▶ EXCERTO DO TEXTO
______

Alguém disse “quantas mais leis tem um país, mais corrupto é”! Apesar do contrassenso a afirmação parece cada vez mais fazer sentido. A fértil imaginação do ser humano permite-lhe manobrar a legislação, é certo e sabido. Mas o problema vai mais longe quando os indivíduos agem em conluio, nestes casos a tarefa é mais árdua para quem tenta fazer cumprir a lei, não para os que a contornam. Pois, de grosso modo percebe-se que a proliferação da corrupção reside, essencialmente, na “teia” que a acolhe.
A presente crónica relata uma possível forma de fraude ao Estado. Tão-somente uma das muitas que existirão, que na grande maioria das vezes ocorrem dentro das próprias instalações do Estado e/ou com a conivência de todos.
Vejamos! O Decreto-lei n.º 142/73 de 31 de março (e respetivas alterações) redige o Estatuto das Pensões de Sobrevivência, na verdade traduz o regime em vigor da pensão de sobrevivência dos funcionários públicos, com origem num decreto-lei de 1934.
A pensão de sobrevivência consiste, de acordo com a legislação, numa prestação pecuniária mensal, cujo valor é determinado em função da pensão de aposentação. Podendo requerer esta pensão quem, legalmente, seja considerado herdeiro hábil. O art.º 40, capítulo V nomeia os possíveis candidatos à pensão bem como os requisitos a que obedecem.
A requisição desta pensão obedece a alguns pressupostos.
1. Exceto ao cônjuge sobrevivo (a existir), que não carece de prova para a obtenção da referida pensão. Decisão suscetível de levantar questões sobre a validade moral da independência de requisitos. Nomeadamente quando o cônjuge sobrevivo apenas o é legalmente, não efetivamente. Podendo até já existir uma união de facto!
2. Por outro lado, havendo um companheiro(a), o mesmo terá que fazer prova disso. Terá que provar que, “à data do óbito, vivia há mais de 2 anos com a pessoa falecida em situação análoga à dos cônjuges”. Mais concretamente, o art.º 41, n.º2, do mesmo artigo, refere que “o direito à pensão de sobrevivência por parte das pessoas que vivam em união de facto está dependente da prova da existência dessa união…”. A prova desta união tem os seus termos definidos na Lei n.º 7/2001, de 11 de maio (medidas de proteção das uniões de facto).
Assim, para as uniões de facto existe a obrigatoriedade de fazer chegar à CGA os denominados “Meios de Prova”, ou seja, determinados documentos adicionais ao requerimento que façam prova da situação do requerente na vida do aposentado falecido.
Como se pode fazer prova disto?
Dos documentos a apresentar, há uns de fácil acesso, tais como certidão do registo de nascimento, fotocópia do cartão de cidadão do falecido e uma declaração do(a) companheiro(a), sob compromisso de honra, de que vivia em união de facto com o falecido há mais de 2 anos à data do óbito, e outros que poderão ser mais problemáticos, nomeadamente atestado da junta de freguesia da área de residência.
Para os profissionais de determinadas áreas (e.g. doentes terminais, lares de idosos ou de cuidados paliativos) não será difícil aceder a determinadas informações (e.g. estado civil) dos aposentados e obter determinados documentos.

______

▶ DADOS FORNECIDOS

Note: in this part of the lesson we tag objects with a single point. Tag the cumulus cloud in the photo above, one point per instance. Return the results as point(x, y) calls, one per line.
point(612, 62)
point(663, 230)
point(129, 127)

______

▶ TAREFAS A REALIZAR
a) Responda a estas perguntas sobre a crónica da pensão de sobrevivência:
(i) Que decreto-lei redige o Estatuto das Pensões de Sobrevivência?
(ii) À data do óbito, há quanto tempo tem o companheiro de ter vivido com a pessoa falecida?
(iii) Que lei define os termos da prova da união de facto?
b) Escreva a continuação da crónica sobre a pensão de sobrevivência, a começar logo a seguir à última frase.

▶ RESPOSTAS ESPERADAS
a)
(i) O Decreto-lei n.º 142/73 de 31 de março.
(ii) Há mais de 2 anos.
(iii) A Lei n.º 7/2001, de 11 de maio.

b)
A maior dificuldade poderá prender-se com o atestado da junta de freguesia. Este visa atestar que o requerente, à data do óbito, vivia há mais de 2 anos com o falecido em situação análoga à dos cônjuges. Sendo que isto será feito com base em prova testemunhal ou em conhecimento pessoal do subscritor do atestado (vulgo presidentes das juntas de freguesia) e nunca apenas pelas declarações do próprio.
Chegando aqui é fácil perceber que a possibilidade de fraude é elevada, permitindo o pedido da pensão de sobrevivência a alguém fora do circuito familiar, bastando que a teia da corrupção se instale:
– Intenção de tirar proveito por parte de quem vai requerer a pensão;
– Existência de falsos testemunhos;
– Conivência do Poder Local (Juntas de Freguesia), mesmo que negligentemente;
– Incúria dos próprios funcionários.
Eventualmente, a qualidade de pensionista pode extinguir-se, de acordo com o Decreto-Lei supracitado, “Pela indignidade do pensionista, resultante do seu comportamento moral, declarada por sentença judicial em ação intentada por qualquer dos herdeiros hábeis”,no art.º 47, n.º 1, e).
Não obstante,não só releva a indignidade do requerente (que tenta tirar proveito após a morte do aposentado), mas também o facto da fraude cometida pelo cidadão ter a conivência do próprio Estado. Levantando a questão sobre competência do Poder Local para intervir eficazmente e atestar com veracidade o que ele próprio desconhece (?).
Muitas questões se podem levantar com esta situação ou outras análogas. Nomeadamente até que ponto deverá ser competência de uma junta de freguesia validar estes atestados? Estará o Poder Local munido de ferramentas para fiscalizar a veracidade destes testemunhos?
De uma forma mais globalista: estará o Poder Local (Juntas de Freguesia e Câmaras Municipais) munido de mecanismos (e vontade) de fiscalização de ações que possam atentar contar o próprio Estado?
Obviamente não nos é permitido pensar que haverá displicência na tomada de decisões deste âmbito, nas quais o Estado estaria a defraudar-se a si próprio. No entanto, é do conhecimento geral que estas e outras situações são mais frequentes do que todos nós, enquanto contribuintes, gostaríamos que fossem.
Vivemos num país carente de formação ética e princípios, no qual, muitas vezes, tudo é permitido e aceitável. Numa sociedade altamente competitiva, cujos padrões de sucesso se refletem pela exteriorização de sinais de riqueza não é impensável que estes casos existam, que alguém os pratique.
Não seria de todo descabido que os órgãos governativos procurassem investir em formações de conteúdos éticos a título preventivo. Assim houvesse vontade política.